• Stated exercise:
Copy out word for word the lines of the listing below, beginning with the line that contains "Could you please pick out the wooden side" and continuing to the end of the listing.

Object position labeling listing:
* * * * * * *
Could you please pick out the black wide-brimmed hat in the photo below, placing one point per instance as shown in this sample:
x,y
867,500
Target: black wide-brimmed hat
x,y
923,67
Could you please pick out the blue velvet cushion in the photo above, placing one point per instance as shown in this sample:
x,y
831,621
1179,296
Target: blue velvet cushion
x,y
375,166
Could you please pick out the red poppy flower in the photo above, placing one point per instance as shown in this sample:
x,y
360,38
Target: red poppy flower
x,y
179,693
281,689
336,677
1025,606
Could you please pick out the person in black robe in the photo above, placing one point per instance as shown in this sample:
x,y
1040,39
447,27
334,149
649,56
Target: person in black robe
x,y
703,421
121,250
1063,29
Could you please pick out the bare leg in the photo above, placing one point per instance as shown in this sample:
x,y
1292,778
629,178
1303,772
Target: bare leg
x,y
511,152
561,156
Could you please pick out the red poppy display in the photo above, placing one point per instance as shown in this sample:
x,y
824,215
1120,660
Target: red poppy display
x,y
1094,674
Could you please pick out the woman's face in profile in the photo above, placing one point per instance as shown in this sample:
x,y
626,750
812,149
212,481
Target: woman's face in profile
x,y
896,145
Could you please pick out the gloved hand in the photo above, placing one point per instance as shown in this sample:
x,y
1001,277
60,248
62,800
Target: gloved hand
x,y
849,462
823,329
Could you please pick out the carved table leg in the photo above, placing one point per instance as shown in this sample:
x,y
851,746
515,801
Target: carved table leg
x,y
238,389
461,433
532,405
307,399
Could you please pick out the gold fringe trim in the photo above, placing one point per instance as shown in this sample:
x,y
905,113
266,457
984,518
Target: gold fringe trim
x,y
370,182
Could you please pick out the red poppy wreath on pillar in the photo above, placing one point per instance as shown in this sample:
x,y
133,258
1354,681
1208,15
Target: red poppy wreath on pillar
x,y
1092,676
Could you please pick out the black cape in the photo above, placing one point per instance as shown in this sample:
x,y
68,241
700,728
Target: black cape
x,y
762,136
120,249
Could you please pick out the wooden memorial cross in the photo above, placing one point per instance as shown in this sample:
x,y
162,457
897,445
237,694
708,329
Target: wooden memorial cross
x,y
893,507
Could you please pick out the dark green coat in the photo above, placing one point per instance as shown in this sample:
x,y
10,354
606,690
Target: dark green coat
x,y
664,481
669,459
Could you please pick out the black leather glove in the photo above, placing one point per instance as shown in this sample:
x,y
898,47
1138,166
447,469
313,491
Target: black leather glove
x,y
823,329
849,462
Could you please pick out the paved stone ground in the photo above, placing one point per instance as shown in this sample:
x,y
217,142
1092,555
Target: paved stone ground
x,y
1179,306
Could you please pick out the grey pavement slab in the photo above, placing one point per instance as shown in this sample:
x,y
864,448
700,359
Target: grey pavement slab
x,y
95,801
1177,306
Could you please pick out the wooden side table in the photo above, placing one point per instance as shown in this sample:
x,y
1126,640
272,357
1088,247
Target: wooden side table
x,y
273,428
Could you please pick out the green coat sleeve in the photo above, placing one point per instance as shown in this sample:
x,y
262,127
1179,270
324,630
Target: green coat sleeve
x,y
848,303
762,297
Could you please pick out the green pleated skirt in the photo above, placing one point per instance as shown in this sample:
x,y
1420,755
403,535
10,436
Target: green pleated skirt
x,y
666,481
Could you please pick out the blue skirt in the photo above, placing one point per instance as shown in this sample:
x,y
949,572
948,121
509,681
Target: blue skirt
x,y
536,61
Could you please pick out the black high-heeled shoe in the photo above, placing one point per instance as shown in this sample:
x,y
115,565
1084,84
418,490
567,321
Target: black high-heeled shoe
* * * * * * *
• The completed task:
Could you please pick out the wooden side table in the photo above, placing one point per instance as shown in this sample:
x,y
1126,640
272,357
1088,247
Target: wooden side table
x,y
273,428
Could you please pick out the green coat sleeve in the photo above, placing one point per instance as shown in this sample:
x,y
262,127
1179,270
324,630
Target: green coat sleeve
x,y
848,303
762,297
Could you please pick out the green pleated skirt in the photo above, placing one point per instance as shown in this sample:
x,y
1420,755
403,535
10,436
Target: green pleated skirt
x,y
666,481
Could you please pick out the blue skirt in the photo above, placing one point per instance as shown in this sample:
x,y
949,572
948,121
509,681
Target: blue skirt
x,y
536,61
Could you please pick out the black high-heeled shoe in the photo above, placing one point per instance as shown in this sample:
x,y
115,565
1084,84
418,490
567,321
Target: black high-heeled shoe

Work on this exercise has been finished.